Cnidarians have been around more than 500 million years, but new research indicates that they are not as primitive as most people imagine. The science writer Carl Zimmer reports on genetic studies that reveal considerable complexity in his article “Plain, Simple, Primitive? Not the Jellyfish,” which appeared in the New York Times on June 21, 2005.
No compendium of jellyfish links would be complete without a site exploring the animals’ incomparable ability to sting. Like their fellow cnidarians, jellyfish are equipped with nematocysts, specialized stinging cells that can fire a microscopic syringe to inject venom into a victim. One of the best sites to learn about these tiny, yet potent, weapons is that of the Tropical Australian Stinger Research Unit at James Cook University in Australia. Although the group’s research focuses on box jellies, true jellyfish possess similar stinging harpoons. The two species of greatest concern in Australia, due to the danger they pose for swimmers, are Chironex fleckeri (notorious as the world’s most venomous animal) and its diminutive but deadly relative Carukia barnesi, the Irukandji jellyfish. To view some amazing video clips of the nematocysts firing, go to the menu on the left of the group’s main page and select “General Biology.”

__Data excerpts__:
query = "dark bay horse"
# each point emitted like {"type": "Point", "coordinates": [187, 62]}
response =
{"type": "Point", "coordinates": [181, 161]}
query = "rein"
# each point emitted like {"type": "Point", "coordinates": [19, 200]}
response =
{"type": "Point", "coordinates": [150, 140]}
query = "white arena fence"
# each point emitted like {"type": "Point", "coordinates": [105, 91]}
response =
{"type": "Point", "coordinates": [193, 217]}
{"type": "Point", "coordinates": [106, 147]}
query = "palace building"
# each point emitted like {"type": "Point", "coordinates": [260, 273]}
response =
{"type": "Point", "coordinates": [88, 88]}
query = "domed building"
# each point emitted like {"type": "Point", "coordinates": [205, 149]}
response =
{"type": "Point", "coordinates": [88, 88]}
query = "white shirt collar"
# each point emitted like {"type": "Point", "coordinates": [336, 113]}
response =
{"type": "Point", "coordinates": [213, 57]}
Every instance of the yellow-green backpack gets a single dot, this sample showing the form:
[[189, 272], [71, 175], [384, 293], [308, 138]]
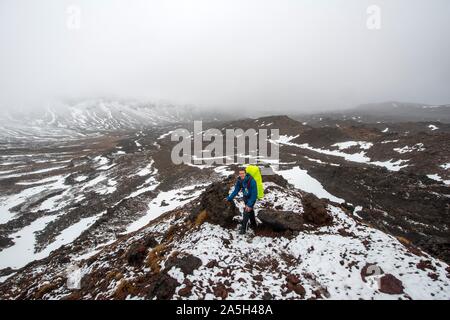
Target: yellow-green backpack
[[256, 174]]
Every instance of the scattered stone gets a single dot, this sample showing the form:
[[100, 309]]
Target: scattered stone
[[390, 284], [162, 287], [186, 262], [281, 221], [315, 210], [370, 269]]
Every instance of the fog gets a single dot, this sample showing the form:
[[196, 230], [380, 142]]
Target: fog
[[292, 55]]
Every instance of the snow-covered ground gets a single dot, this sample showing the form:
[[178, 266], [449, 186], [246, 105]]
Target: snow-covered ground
[[164, 202], [359, 157], [303, 181]]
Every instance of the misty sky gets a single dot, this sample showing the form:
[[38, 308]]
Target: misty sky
[[293, 55]]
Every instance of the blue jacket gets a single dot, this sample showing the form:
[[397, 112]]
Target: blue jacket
[[249, 190]]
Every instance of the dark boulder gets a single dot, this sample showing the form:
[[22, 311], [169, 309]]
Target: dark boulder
[[315, 210], [187, 263], [391, 285], [136, 254], [162, 287], [370, 269], [214, 207], [281, 221]]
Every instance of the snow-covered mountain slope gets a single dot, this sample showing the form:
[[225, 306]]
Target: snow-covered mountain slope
[[69, 202], [92, 116], [196, 252], [386, 112]]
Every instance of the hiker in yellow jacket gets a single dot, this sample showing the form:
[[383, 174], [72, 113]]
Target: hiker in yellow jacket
[[248, 184]]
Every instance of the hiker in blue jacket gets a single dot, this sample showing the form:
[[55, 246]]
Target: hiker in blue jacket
[[247, 184]]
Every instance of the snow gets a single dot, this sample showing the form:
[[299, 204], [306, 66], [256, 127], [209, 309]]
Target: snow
[[328, 262], [150, 184], [165, 135], [321, 162], [146, 171], [355, 157], [438, 178], [223, 171], [69, 234], [109, 188], [302, 180], [9, 202], [174, 198], [345, 145], [80, 178], [407, 149], [32, 172], [23, 250], [446, 166]]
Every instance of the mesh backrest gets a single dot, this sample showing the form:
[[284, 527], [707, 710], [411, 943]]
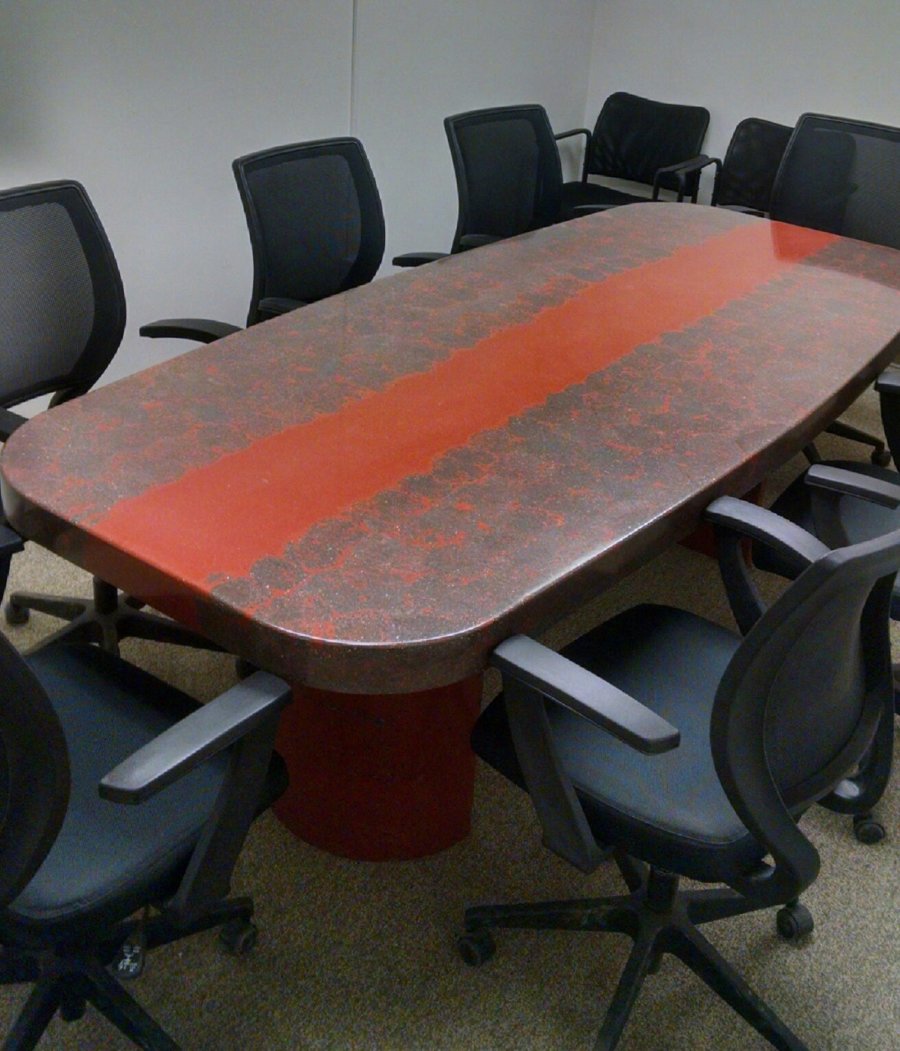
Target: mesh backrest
[[508, 171], [314, 218], [816, 670], [751, 164], [842, 177], [635, 137], [62, 307]]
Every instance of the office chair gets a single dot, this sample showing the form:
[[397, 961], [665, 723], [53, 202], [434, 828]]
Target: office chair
[[509, 178], [316, 228], [846, 501], [62, 315], [642, 142], [840, 176], [745, 176], [691, 751], [91, 880]]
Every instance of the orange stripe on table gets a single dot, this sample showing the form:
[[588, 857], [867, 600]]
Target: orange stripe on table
[[217, 520]]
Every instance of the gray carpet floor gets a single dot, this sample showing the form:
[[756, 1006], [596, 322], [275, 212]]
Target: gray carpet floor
[[360, 955]]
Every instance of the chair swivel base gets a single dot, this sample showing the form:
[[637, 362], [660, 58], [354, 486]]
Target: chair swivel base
[[66, 982], [106, 618], [659, 920]]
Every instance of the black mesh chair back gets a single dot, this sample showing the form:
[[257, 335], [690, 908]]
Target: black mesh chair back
[[62, 309], [751, 163], [841, 176], [508, 171], [824, 638], [315, 222], [635, 137]]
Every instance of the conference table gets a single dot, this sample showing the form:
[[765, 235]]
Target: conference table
[[368, 494]]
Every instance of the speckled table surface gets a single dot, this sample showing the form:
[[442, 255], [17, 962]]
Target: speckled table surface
[[368, 494]]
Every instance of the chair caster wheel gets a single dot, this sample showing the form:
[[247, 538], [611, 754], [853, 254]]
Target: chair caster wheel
[[17, 614], [239, 936], [866, 829], [794, 922], [476, 947]]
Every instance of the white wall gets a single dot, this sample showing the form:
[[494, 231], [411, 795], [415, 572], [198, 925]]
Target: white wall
[[420, 60], [751, 58], [148, 101]]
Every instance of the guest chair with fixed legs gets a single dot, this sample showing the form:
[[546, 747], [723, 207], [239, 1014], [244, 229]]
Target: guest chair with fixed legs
[[745, 176], [316, 228], [840, 176], [124, 807], [689, 750], [641, 142], [62, 315]]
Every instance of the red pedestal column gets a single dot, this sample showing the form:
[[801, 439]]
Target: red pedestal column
[[380, 778]]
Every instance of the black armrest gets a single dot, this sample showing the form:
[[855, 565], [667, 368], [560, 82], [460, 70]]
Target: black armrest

__Assignment 1__: According to the text on jellyfish, why is a research site that focuses on box jellies still useful for learning about the stinging weapons of true jellyfish?
__Assignment 2__: Write the next part of the text on jellyfish, continuing after its last sentence.

__Answer section 1__: True jellyfish have stinging harpoons similar to those of box jellies, so the Tropical Australian Stinger Research Unit's work on box jelly nematocysts also applies to them.

__Answer section 2__:
If you find the thought of massive blooms of stinging jellyfish disturbing, it might help to think about all the marine animals that prey on them. A Web site called TED (an acronym for Technology, Entertainment, Design) offers a lecture by marine biologist Tierney Thys, entitled “Swim with the Giant Sun Fish in the Open Ocean.” Thys has understandably fallen for this fish. It’s a top predator of jellyfish and one of the strangest animals you will ever see: it resembles an enormous, swimming fish head.
People, too, eat jellyfish. The Scyphozoan Web site has a page on how and where the animals are cooked and eaten. To meet the demand for dried jellyfish, considered a delicacy in China and other Asian counties, global harvests have risen to roughly 500,000 tons per year. It’s not a case of one exploding population controlling another, however: people only go for jellyfish that belong to the order Rhizostomeae, which tend to have larger, more rigid bodies than other jellyfish. When processed they have a desirable, slightly crunchy texture. Unfortunately, though we run the risk of depleting those species, the ones responsible for the oversize blooms never make it to our plates.